(TASKS TO CARRY OUT)
a) In the swiftrepl task page, as part of which task does swiftrepl seem to have been turned off?
b) Pick up the swiftrepl task page after its last sentence and keep writing.

(PASSAGE)
==============================

Page MenuHomePhabricator

bring swiftrepl back to life
Closed, ResolvedPublic

Description

While the decision seemingly wasn't documented anywhere when it was made, it seems swiftrepl was turned off as part of T204245: Run MediaWiki media originals active/active.

We should bring it back to life, adding some logging on the case where a file wasn't already replicated (as unlike in its previous life, that's now unexpected).

This task does not have fixing T162123: Refactor swift credentials to be global rather than per-site in its immediate scope.

Event Timeline

Change 531964 had a related patch set uploaded (by CDanis; owner: CDanis):
[operations/software@master] Re-enable logging of files needing to be synced, since this is now unexpected in a post-active/active world.

==============================

(DATA ROWS)
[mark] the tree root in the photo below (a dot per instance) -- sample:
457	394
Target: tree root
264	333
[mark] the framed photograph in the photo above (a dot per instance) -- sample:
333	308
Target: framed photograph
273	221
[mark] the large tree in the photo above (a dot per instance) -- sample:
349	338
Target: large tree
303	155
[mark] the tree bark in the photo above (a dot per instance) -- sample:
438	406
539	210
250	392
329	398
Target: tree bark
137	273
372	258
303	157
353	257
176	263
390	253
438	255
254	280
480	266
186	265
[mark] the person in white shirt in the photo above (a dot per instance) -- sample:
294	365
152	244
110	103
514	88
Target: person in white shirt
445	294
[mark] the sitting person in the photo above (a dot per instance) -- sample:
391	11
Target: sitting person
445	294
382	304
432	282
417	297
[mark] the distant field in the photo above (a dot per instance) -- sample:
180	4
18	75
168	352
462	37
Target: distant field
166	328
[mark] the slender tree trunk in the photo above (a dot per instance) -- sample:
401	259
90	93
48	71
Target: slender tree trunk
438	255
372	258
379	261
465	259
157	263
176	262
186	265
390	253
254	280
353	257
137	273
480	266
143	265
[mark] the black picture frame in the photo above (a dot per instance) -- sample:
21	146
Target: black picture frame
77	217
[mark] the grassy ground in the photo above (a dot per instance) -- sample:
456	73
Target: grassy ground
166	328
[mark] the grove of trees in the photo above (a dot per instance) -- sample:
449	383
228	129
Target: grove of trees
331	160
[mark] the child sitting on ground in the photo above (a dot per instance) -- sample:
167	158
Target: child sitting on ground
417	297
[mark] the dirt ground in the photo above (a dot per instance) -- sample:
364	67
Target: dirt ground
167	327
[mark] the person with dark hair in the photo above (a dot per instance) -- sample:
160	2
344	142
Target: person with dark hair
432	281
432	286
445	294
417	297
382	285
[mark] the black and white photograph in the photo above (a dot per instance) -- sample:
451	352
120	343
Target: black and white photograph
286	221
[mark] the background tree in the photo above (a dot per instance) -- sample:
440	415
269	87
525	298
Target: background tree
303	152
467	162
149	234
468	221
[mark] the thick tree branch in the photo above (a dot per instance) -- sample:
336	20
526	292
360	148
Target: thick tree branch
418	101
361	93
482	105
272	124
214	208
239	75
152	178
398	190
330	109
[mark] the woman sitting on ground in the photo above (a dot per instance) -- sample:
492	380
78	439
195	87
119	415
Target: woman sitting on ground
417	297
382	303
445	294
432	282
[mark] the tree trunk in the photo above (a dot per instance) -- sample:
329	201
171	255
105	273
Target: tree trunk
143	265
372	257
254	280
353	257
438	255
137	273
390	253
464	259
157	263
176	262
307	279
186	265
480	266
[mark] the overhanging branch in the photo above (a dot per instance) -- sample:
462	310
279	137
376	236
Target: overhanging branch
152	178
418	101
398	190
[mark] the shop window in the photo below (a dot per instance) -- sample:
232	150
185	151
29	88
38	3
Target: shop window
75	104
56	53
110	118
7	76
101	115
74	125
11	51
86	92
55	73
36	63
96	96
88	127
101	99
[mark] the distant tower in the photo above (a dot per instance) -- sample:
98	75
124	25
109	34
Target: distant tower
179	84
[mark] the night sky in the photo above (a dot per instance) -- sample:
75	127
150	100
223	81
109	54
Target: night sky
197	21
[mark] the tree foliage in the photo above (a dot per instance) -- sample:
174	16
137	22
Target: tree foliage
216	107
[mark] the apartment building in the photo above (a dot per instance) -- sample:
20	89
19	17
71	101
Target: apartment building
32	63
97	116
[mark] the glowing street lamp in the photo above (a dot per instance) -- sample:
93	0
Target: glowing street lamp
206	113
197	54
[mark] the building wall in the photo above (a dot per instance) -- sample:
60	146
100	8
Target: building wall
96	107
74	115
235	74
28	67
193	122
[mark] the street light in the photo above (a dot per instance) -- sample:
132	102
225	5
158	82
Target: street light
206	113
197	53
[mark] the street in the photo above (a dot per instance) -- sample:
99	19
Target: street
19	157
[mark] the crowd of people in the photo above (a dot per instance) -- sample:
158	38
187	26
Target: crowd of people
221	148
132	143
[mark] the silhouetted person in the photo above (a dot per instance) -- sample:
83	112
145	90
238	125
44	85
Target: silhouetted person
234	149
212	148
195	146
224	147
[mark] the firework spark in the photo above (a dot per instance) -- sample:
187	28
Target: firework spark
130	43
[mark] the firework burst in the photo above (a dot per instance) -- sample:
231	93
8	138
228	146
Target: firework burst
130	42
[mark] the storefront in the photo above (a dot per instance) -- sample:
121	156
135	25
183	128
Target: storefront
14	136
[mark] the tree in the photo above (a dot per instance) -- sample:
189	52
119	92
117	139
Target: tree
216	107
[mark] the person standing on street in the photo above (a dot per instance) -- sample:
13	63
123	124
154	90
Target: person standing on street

==============================

(OUTPUTS FOR THE TASKS)
a) T204245: Run MediaWiki media originals active/active.

b)
https://gerrit.wikimedia.org/r/531964

Change 532793 had a related patch set uploaded (by CDanis; owner: CDanis):
[operations/software@master] swiftrepl: bring close to as-is in production

https://gerrit.wikimedia.org/r/532793

I do worry about the risk of data loss if swiftrepl is also deleting files based on container list differences.

Between some FileBackendMultiWrite cleanup, LocalFileBatch* refactoring, and possibly making ?action=purge trigger FileBackendMultiWrite (no patch for that last one yet), maybe that would enough.

Change 532793 merged by jenkins-bot:
[operations/software@master] swiftrepl: bring close to as-is in production

https://gerrit.wikimedia.org/r/532793

Change 531964 merged by jenkins-bot:
[operations/software@master] swiftrepl: log on replications

https://gerrit.wikimedia.org/r/531964

Mentioned in SAL (#wikimedia-operations) [2019-09-05T14:11:02Z] <cdanis> restarted swiftrepl on ms-fe1005 T231110

Leaving some notes here before I'm gone for two weeks.

  • The script as it exists on ms-fe1005:/srv/swiftrepl matches git master, and works. Kinda.
  • I modified repl.sh (which is not in git) to have a slightly different naming format for its log files.
  • I modified repl_all.sh (ditto) to not run cross-cluster deletes, out of paranoia.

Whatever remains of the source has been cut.